— TRECHO APRESENTADO —
Apesar dos avanços na legislação e nas políticas públicas, a população indígena, como acontece em outros países, continua a ocupar lugar entre os grupos historicamente em situação de desvantagem econômica e com escasso acesso à educação de qualidade (Siegle et al., 2016; Silva & Ferreira, 2016). Com isso, tornam-se relevantes as iniciativas para o reconhecimento dos talentos entre esses povos, como forma de contribuir para a preservação da biodiversidade, de seu patrimônio imaterial e para o seu desenvolvimento de forma sustentável (Athayde et al., 2017).

 

Método

Este estudo tem um delineamento qualitativo exploratório e descritivo. As pesquisas exploratórias visam a compreensão mais aprofundada de um fenômeno e a descrição de características de uma população (Breakwell, Fife-Schaw, Hammond & Smith, 2010).

— LINHAS LISTADAS —

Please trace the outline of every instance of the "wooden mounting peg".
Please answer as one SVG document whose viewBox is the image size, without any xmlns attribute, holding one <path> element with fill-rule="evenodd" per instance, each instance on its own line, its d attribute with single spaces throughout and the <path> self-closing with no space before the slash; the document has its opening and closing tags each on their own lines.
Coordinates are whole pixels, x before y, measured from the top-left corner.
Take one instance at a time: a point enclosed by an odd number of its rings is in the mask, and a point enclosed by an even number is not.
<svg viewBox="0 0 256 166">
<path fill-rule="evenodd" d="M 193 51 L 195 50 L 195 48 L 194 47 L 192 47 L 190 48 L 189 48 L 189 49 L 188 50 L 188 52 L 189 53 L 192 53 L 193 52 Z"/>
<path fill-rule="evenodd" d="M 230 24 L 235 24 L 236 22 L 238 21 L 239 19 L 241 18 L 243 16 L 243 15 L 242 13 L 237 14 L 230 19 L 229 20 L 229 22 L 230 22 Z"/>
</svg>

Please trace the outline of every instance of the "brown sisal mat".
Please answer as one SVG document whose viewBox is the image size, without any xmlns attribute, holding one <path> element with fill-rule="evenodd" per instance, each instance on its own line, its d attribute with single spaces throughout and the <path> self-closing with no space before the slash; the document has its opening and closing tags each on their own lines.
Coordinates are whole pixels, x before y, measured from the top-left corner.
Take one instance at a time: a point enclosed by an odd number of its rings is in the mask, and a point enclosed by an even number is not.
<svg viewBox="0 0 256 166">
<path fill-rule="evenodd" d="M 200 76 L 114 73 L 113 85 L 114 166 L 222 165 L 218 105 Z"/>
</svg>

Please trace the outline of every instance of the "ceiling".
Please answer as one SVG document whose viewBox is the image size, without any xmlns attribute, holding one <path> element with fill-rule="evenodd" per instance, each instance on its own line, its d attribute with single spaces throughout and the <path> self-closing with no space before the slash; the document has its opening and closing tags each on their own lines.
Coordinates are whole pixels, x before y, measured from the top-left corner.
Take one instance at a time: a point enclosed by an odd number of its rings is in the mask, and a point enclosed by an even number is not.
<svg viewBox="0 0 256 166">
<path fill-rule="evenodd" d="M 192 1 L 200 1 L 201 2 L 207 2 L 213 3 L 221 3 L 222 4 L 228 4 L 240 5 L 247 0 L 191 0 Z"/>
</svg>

— CONJUNTO DE TAREFAS —
A. Que delineamento o trecho sobre a população indígena atribui ao estudo?
B. Reproduza, do trecho sobre a população indígena, a parte que se abre com as palavras que contêm "Apesar dos avanços" e se fecha com "Hammond & Smith, 2010).".

— RESPOSTAS POR TAREFA —
A. Um delineamento qualitativo exploratório e descritivo.

B.
Apesar dos avanços na legislação e nas políticas públicas, a população indígena, como acontece em outros países, continua a ocupar lugar entre os grupos historicamente em situação de desvantagem econômica e com escasso acesso à educação de qualidade (Siegle et al., 2016; Silva & Ferreira, 2016). Com isso, tornam-se relevantes as iniciativas para o reconhecimento dos talentos entre esses povos, como forma de contribuir para a preservação da biodiversidade, de seu patrimônio imaterial e para o seu desenvolvimento de forma sustentável (Athayde et al., 2017).

 

Método

Este estudo tem um delineamento qualitativo exploratório e descritivo. As pesquisas exploratórias visam a compreensão mais aprofundada de um fenômeno e a descrição de características de uma população (Breakwell, Fife-Schaw, Hammond & Smith, 2010).